[Stored dataset items]
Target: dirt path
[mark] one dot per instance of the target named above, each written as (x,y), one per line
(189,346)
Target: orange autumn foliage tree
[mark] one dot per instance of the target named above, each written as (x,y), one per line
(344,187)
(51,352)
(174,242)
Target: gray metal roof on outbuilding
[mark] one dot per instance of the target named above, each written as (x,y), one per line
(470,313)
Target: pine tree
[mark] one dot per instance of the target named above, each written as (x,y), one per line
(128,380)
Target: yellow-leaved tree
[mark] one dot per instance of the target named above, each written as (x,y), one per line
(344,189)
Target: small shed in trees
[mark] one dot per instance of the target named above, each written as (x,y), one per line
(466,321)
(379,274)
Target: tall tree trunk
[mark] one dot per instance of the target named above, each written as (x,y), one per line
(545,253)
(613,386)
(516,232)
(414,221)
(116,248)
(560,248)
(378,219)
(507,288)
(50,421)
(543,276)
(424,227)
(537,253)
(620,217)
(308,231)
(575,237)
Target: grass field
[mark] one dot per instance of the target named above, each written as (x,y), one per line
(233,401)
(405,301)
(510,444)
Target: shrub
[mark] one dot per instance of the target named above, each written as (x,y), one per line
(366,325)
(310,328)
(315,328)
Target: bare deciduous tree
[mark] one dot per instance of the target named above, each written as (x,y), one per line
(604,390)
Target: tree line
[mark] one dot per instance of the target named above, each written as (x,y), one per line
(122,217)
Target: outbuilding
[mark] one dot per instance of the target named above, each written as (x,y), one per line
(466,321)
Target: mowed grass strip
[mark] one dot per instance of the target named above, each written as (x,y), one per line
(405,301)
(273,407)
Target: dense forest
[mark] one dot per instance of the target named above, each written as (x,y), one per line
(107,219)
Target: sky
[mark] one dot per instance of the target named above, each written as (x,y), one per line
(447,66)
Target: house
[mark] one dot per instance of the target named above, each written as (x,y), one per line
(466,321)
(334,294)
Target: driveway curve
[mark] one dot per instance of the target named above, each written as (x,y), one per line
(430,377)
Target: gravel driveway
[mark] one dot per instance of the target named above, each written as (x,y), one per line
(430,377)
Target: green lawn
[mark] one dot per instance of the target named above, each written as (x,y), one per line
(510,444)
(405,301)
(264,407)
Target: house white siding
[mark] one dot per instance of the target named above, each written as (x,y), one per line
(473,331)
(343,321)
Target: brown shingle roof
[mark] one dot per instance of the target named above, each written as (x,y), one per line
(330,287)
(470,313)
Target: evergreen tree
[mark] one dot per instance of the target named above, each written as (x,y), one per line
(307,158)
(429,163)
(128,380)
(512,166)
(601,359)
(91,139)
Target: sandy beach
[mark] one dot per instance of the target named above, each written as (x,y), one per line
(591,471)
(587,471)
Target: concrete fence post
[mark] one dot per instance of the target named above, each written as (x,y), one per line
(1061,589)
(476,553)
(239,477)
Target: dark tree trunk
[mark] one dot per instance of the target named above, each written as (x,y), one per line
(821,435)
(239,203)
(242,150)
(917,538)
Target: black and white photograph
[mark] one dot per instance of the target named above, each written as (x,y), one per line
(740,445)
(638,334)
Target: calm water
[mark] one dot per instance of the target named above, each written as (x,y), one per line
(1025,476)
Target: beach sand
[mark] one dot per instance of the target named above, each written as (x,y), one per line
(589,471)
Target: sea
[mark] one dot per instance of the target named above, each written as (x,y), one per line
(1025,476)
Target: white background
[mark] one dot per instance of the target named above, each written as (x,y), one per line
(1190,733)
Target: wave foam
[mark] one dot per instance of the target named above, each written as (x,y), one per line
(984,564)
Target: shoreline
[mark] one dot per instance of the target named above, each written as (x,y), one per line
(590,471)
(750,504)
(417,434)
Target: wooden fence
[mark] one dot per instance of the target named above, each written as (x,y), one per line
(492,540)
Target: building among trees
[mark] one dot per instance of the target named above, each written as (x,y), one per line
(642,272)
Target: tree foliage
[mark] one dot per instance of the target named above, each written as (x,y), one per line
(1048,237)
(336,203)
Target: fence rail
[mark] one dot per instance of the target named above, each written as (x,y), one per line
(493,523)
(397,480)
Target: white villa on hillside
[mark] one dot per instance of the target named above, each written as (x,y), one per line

* Exercise instructions
Beginning at the line containing "Target: wave foam", repeat each line exactly through the last line of the entries, and include no other lines.

* Result of this exercise
Target: wave foam
[mark] one dot per instance of the target named above, each written as (x,y), one per line
(984,564)
Target: shoreline
[mark] one dot per instance of the target named above, each written as (x,y), one per line
(590,471)
(750,504)
(417,434)
Target: wooden fence
[mark] one dot per instance of the target named above, each written as (x,y), one per line
(492,540)
Target: building among trees
[mark] one dot per instance of the target named above, each written as (x,y), one per line
(642,272)
Target: tree foliage
[mark] one dot per instance of the target named above, each written as (x,y), one per line
(1048,237)
(336,203)
Target: fence rail
[mark] one dot per instance of the target named above, each written as (x,y), one per line
(493,523)
(397,480)
Target: white villa on hillside
[mark] one dot per instance of the target named above, each written as (x,y), one per line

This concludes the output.